Determine the number of lines in the following entries that hold the word "flower". Give only that number.

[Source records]
○ ○ ○ ○
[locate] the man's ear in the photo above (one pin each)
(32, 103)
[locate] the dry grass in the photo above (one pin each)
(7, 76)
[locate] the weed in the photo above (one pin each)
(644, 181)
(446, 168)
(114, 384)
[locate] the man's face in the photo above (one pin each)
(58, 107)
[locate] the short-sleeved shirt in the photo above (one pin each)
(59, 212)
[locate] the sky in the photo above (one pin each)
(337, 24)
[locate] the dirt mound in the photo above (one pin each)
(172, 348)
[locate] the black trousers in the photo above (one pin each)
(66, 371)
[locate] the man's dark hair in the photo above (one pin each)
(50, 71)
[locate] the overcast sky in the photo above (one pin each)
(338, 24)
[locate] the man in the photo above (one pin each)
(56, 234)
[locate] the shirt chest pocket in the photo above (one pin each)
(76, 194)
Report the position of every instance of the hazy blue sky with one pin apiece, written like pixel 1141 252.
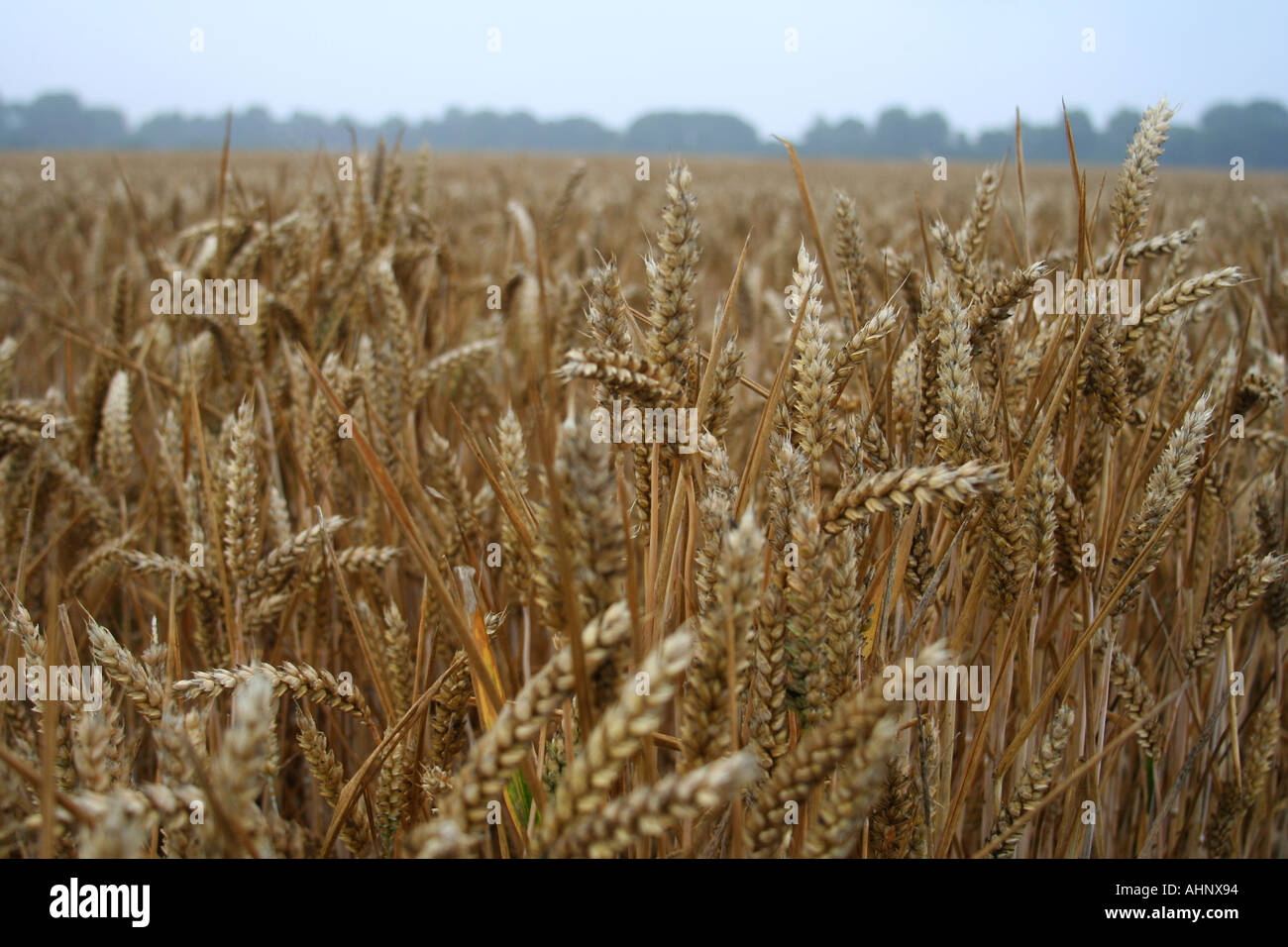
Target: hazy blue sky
pixel 613 60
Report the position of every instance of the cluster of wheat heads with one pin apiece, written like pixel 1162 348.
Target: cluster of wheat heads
pixel 361 579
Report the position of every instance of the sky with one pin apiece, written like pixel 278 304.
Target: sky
pixel 975 60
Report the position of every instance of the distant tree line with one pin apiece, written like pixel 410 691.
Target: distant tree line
pixel 1256 132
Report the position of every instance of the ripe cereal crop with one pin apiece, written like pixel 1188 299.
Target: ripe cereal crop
pixel 316 472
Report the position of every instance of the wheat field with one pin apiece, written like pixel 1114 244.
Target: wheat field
pixel 364 578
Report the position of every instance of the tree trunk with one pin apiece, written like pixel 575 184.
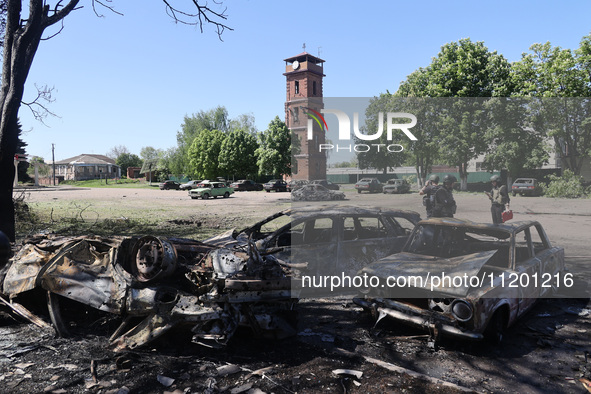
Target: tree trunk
pixel 20 45
pixel 462 169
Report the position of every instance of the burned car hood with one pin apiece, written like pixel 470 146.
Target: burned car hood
pixel 424 271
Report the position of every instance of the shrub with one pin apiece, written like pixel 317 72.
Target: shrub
pixel 568 185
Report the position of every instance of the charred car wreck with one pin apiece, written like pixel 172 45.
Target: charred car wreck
pixel 465 280
pixel 157 284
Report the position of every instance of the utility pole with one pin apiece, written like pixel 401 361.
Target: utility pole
pixel 53 159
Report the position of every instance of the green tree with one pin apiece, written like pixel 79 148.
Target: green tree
pixel 126 160
pixel 561 78
pixel 214 119
pixel 275 149
pixel 378 156
pixel 237 154
pixel 461 69
pixel 43 169
pixel 22 36
pixel 117 151
pixel 513 143
pixel 204 154
pixel 150 153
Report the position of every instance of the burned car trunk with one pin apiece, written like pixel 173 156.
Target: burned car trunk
pixel 163 283
pixel 326 239
pixel 464 279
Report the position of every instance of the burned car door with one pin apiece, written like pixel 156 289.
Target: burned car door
pixel 526 270
pixel 310 244
pixel 367 238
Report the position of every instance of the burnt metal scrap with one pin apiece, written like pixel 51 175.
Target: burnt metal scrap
pixel 162 283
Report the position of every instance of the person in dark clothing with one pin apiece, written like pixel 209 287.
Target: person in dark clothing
pixel 499 197
pixel 444 205
pixel 428 193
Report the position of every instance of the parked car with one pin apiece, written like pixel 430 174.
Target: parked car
pixel 326 183
pixel 211 189
pixel 326 239
pixel 372 185
pixel 396 186
pixel 169 185
pixel 526 187
pixel 295 184
pixel 246 185
pixel 190 185
pixel 314 192
pixel 495 275
pixel 156 286
pixel 277 185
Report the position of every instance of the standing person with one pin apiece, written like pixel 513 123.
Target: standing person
pixel 444 205
pixel 428 192
pixel 499 198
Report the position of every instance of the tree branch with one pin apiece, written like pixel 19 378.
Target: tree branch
pixel 40 111
pixel 203 15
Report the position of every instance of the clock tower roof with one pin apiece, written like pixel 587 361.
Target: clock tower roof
pixel 303 57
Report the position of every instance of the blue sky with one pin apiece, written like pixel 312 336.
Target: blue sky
pixel 130 80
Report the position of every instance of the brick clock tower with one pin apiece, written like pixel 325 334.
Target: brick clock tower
pixel 304 74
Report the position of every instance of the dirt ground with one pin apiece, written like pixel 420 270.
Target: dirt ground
pixel 545 352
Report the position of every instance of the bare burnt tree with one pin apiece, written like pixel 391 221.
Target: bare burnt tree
pixel 22 36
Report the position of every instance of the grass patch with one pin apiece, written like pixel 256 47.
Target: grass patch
pixel 111 183
pixel 83 218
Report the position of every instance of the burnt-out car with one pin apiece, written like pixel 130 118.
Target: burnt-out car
pixel 463 279
pixel 155 285
pixel 324 240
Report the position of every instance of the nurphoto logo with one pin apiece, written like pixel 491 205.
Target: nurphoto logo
pixel 344 130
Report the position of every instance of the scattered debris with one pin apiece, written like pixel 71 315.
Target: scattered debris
pixel 164 380
pixel 165 283
pixel 357 374
pixel 228 370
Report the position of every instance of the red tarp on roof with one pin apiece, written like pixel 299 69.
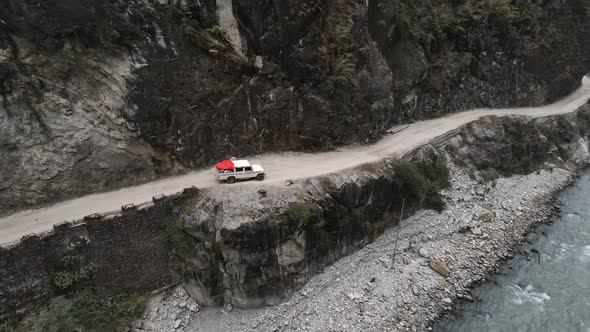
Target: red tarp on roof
pixel 225 165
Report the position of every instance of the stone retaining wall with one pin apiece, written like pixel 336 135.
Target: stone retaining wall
pixel 119 253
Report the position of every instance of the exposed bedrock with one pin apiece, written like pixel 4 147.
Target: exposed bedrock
pixel 234 245
pixel 97 95
pixel 252 249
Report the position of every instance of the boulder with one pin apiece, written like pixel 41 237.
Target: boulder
pixel 440 267
pixel 486 215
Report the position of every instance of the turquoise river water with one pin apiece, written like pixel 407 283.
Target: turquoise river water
pixel 547 291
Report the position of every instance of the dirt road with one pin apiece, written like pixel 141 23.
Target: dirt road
pixel 279 167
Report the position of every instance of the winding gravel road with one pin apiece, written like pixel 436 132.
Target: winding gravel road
pixel 279 167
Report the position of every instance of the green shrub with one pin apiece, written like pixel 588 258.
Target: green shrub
pixel 340 42
pixel 419 182
pixel 87 312
pixel 7 326
pixel 182 242
pixel 215 30
pixel 503 8
pixel 299 212
pixel 65 280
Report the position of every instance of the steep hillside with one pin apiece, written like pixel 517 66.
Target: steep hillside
pixel 101 94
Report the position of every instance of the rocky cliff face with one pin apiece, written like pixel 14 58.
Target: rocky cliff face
pixel 100 94
pixel 251 249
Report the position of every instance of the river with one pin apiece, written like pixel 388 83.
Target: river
pixel 548 291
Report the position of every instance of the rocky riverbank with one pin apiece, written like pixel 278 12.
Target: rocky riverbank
pixel 400 281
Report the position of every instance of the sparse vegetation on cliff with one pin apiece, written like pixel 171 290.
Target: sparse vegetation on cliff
pixel 82 311
pixel 340 43
pixel 182 243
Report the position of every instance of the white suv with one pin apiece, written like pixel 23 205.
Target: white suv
pixel 233 170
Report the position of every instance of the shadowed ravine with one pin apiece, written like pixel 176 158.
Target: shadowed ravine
pixel 279 167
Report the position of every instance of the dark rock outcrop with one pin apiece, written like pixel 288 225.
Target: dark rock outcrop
pixel 97 95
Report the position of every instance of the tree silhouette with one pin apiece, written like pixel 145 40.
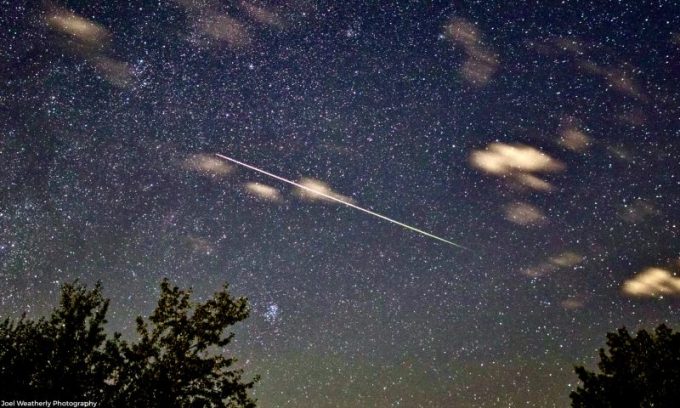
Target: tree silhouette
pixel 178 361
pixel 641 371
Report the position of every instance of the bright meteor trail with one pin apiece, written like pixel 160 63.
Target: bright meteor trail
pixel 330 197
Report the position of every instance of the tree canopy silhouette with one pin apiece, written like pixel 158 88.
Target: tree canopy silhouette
pixel 179 359
pixel 640 371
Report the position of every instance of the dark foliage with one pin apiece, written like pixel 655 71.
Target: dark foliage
pixel 178 361
pixel 640 371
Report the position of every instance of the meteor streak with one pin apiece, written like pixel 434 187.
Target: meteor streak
pixel 330 197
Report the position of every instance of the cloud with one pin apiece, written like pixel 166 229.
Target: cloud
pixel 83 30
pixel 563 260
pixel 320 187
pixel 524 214
pixel 517 162
pixel 207 164
pixel 481 63
pixel 652 282
pixel 263 191
pixel 89 40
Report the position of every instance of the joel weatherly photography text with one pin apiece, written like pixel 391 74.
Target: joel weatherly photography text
pixel 48 404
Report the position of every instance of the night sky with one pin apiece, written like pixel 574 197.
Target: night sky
pixel 541 136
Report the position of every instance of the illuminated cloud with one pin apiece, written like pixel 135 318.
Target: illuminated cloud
pixel 224 29
pixel 263 191
pixel 321 187
pixel 262 15
pixel 518 163
pixel 638 211
pixel 116 72
pixel 200 245
pixel 572 137
pixel 619 79
pixel 572 303
pixel 480 61
pixel 567 259
pixel 83 30
pixel 652 282
pixel 524 214
pixel 207 164
pixel 89 40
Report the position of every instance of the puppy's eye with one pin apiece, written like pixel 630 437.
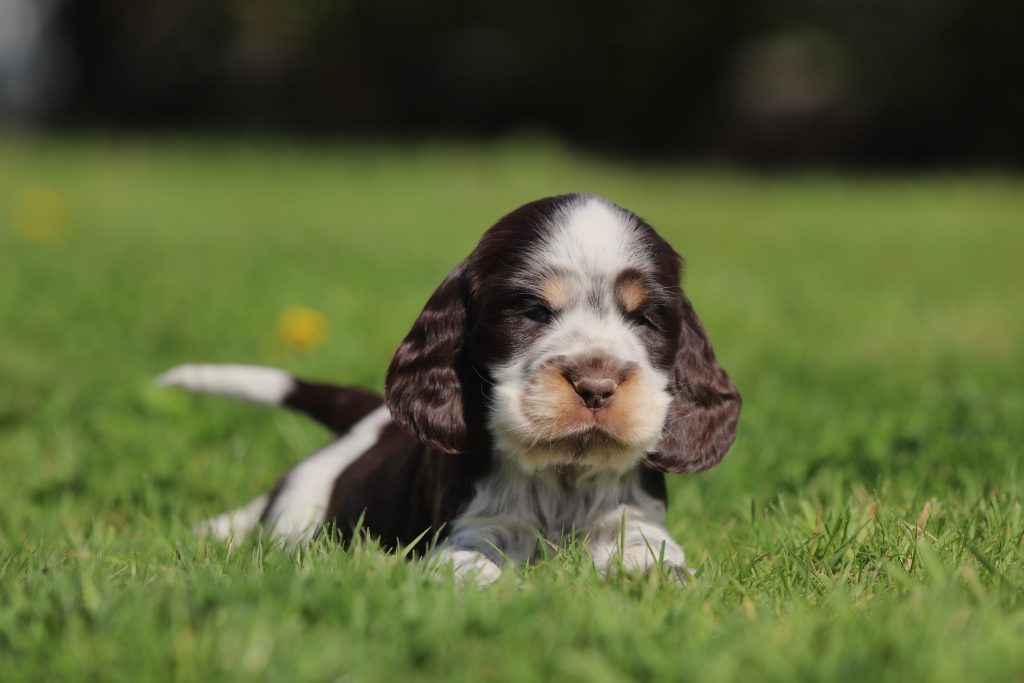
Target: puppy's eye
pixel 539 313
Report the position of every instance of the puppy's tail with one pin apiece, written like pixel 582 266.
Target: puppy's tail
pixel 335 407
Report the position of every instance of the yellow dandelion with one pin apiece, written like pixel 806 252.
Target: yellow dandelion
pixel 41 214
pixel 302 329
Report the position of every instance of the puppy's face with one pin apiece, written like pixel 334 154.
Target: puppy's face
pixel 565 338
pixel 577 334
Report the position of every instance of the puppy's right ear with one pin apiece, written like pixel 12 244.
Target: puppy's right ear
pixel 429 377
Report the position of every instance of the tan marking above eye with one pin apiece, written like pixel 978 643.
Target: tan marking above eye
pixel 631 294
pixel 556 290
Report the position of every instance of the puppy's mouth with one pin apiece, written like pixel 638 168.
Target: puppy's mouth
pixel 578 444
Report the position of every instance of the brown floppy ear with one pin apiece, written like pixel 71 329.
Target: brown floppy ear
pixel 701 420
pixel 430 376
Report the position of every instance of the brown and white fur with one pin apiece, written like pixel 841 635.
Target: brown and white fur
pixel 551 380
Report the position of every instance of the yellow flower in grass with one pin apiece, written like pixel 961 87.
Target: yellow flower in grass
○ ○ ○ ○
Answer space: 2